### Excerpt provided

So even though the y-haplotype 'corresponds' to Raffaele's it might not
actually have come from someone with Raffaele's y-haplotype! Perhaps C&V went through and determined this, I just don't remember reading this section, perhaps because I missed it due to the fact I read it as it was still incomplete and being translated. As far as I know they just said 'correspond' and I'm uncertain what exactly they meant by that. I would have expected a detailed analysis if they read the y-haplotype electropherogram for this purpose and I don't recall reading it and was kinda disappointed as that's the facet I was actually interested in the most regarding the bra-clasp.
However let's forget that and say that is Raffaele's y-haplotype, I can't help but wonder due to the refusal of Stefanoni to cough up the necessary data if they didn't do the same because they finally got pissed off at the reticence and knew they could flay her alive on everything else. Just to give you an idea of the scope of Stefanoni's malefeasance, she pretended there was only one male contributor to the clasp and the rest was 'stutter' basically, which is demonstrating an incompetence that defies belief, as any clown on the internet like myself can easily find out that's not true. Anyway, even if it is Raffaele's y-haplotype for
certain then we're left with what the judge was getting at which is what
real scientists say:
Massei 293 PMF said:
Speaking of the Y haplotype, which was also found in specimen 165B, Professor Tagliabracci made no criticism of the reading/interpretation, but emphasised that such analysis could exclude, but not establish, the presence of a given male subject.
The problem is, as Judge Hellmann said, there's no way of knowing with enough confidence just how rare that y-haplotype is at this juncture. Unlike normal DNA profiles where they can use math to determine just how likely it is that someone shares that same profile and they construct them (by 'looking' at parts of the 'string' more likely to be diverse) to be as unique as possible, these y-haplotypes by their very nature cannot be unique like one human's DNA is from another, with the exception of monozygotic (identical) twins.

### Information shown
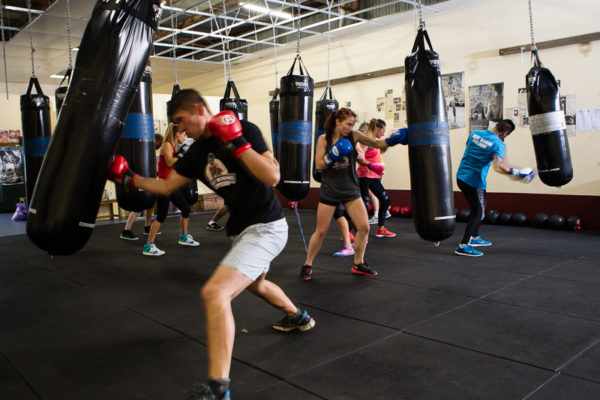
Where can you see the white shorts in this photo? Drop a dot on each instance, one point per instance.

### Work instruction 1
In the post on the bra-clasp DNA, what did Professor Tagliabracci say the Y haplotype analysis could and could not do?
### Work instruction 2
Please rewrite the part of the post on the bra-clasp DNA starting at "The problem is, as" and ending at "monozygotic (identical) twins.", swapping "confidence" for "certainty".

### Solution 1
It could exclude the presence of a given male subject but could not establish it.

### Solution 2
The problem is, as Judge Hellmann said, there's no way of knowing with enough certainty just how rare that y-haplotype is at this juncture. Unlike normal DNA profiles where they can use math to determine just how likely it is that someone shares that same profile and they construct them (by 'looking' at parts of the 'string' more likely to be diverse) to be as unique as possible, these y-haplotypes by their very nature cannot be unique like one human's DNA is from another, with the exception of monozygotic (identical) twins.